● **Input material**
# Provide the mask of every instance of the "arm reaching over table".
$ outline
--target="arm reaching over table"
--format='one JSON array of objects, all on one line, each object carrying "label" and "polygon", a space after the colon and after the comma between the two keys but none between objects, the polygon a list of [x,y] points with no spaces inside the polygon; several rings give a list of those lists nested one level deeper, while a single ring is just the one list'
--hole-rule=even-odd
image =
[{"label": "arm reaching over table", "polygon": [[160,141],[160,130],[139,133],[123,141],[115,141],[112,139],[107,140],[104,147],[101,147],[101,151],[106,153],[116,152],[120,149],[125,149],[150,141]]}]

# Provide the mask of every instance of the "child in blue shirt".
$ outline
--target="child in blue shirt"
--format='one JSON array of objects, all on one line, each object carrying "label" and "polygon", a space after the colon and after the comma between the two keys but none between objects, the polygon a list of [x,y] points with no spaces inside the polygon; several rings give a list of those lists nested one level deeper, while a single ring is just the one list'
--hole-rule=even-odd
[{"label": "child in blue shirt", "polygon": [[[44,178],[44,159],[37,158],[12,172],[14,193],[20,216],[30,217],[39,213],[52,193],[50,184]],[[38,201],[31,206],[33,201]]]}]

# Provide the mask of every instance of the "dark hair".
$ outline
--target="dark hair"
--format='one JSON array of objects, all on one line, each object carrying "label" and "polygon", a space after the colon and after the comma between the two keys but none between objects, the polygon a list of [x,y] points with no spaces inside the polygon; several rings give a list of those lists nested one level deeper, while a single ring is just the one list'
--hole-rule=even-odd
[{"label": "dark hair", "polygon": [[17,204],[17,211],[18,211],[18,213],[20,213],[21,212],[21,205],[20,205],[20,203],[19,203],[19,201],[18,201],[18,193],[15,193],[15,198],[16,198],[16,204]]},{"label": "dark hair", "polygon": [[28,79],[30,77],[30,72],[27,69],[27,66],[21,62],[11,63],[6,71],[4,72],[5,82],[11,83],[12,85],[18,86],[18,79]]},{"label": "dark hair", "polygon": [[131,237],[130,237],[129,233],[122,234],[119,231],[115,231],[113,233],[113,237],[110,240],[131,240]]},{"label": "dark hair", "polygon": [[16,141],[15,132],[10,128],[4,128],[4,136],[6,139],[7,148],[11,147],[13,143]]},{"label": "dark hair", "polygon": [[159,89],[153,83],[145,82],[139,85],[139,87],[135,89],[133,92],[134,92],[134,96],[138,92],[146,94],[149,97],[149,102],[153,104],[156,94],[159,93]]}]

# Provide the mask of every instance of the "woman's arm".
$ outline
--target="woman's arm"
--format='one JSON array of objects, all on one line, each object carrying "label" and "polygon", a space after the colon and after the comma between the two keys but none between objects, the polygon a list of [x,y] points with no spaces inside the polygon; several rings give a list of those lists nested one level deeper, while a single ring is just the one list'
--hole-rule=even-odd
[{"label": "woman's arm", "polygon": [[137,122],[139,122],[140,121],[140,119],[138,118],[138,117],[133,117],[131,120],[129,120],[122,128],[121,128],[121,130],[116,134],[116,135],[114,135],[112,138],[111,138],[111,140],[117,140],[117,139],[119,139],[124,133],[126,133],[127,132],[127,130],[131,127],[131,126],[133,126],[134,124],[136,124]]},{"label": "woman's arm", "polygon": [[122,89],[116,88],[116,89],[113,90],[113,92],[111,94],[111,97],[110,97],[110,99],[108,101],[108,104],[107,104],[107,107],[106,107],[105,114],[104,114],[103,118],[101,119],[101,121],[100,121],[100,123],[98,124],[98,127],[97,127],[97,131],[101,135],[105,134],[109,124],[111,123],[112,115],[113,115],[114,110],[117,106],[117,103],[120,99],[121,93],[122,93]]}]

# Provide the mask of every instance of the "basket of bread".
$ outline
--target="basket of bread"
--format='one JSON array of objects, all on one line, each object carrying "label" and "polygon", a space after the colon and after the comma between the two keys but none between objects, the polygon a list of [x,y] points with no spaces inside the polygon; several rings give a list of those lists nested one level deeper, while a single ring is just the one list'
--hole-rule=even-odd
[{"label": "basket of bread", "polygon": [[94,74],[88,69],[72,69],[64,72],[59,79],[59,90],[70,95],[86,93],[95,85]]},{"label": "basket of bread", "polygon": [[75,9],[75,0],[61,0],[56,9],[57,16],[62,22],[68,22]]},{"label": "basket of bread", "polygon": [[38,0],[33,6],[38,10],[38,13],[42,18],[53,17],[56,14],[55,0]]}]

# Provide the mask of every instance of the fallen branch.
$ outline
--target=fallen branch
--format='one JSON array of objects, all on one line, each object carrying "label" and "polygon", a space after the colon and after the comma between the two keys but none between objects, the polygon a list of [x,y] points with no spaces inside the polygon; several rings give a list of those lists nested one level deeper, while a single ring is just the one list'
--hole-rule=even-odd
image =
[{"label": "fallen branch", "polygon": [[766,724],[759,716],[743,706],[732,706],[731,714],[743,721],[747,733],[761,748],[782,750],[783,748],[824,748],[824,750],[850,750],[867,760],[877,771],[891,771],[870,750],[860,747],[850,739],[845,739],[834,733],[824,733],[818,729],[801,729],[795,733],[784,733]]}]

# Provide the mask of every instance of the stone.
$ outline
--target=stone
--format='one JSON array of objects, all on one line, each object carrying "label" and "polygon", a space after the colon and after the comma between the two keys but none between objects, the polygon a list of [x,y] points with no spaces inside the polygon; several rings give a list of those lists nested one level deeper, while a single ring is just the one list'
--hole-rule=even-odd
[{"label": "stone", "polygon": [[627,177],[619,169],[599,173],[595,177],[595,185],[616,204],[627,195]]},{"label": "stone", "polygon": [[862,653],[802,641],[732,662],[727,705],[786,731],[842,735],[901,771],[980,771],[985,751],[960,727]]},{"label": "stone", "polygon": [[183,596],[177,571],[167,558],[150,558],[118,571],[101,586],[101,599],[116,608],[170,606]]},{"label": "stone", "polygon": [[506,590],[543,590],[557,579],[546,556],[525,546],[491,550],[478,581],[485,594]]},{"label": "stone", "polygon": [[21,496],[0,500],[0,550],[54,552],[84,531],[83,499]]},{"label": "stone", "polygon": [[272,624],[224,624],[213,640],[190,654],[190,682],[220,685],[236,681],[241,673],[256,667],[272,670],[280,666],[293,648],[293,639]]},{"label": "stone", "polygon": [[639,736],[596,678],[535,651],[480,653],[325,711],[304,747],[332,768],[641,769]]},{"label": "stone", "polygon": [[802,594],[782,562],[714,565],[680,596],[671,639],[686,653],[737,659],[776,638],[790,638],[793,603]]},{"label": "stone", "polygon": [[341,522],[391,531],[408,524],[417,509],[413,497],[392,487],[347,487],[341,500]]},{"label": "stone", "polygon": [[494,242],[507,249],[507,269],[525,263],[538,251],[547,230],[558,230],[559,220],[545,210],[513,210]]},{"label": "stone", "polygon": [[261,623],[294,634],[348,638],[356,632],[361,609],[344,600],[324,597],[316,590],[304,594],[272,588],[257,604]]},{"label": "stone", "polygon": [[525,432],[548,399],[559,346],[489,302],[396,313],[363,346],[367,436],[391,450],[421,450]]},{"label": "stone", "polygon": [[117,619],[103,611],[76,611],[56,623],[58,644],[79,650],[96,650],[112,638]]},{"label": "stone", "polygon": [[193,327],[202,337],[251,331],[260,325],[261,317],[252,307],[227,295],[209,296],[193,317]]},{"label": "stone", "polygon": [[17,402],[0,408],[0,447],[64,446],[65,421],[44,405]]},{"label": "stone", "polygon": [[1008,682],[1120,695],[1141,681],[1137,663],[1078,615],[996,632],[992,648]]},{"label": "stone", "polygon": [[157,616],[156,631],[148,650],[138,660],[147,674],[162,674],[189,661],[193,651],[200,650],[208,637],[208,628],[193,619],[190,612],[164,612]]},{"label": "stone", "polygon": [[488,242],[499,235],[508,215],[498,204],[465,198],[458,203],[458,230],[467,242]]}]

● **Your task**
Count the lines in the entries above that contain the string "shirt". Give only the number.

● **The solution**
3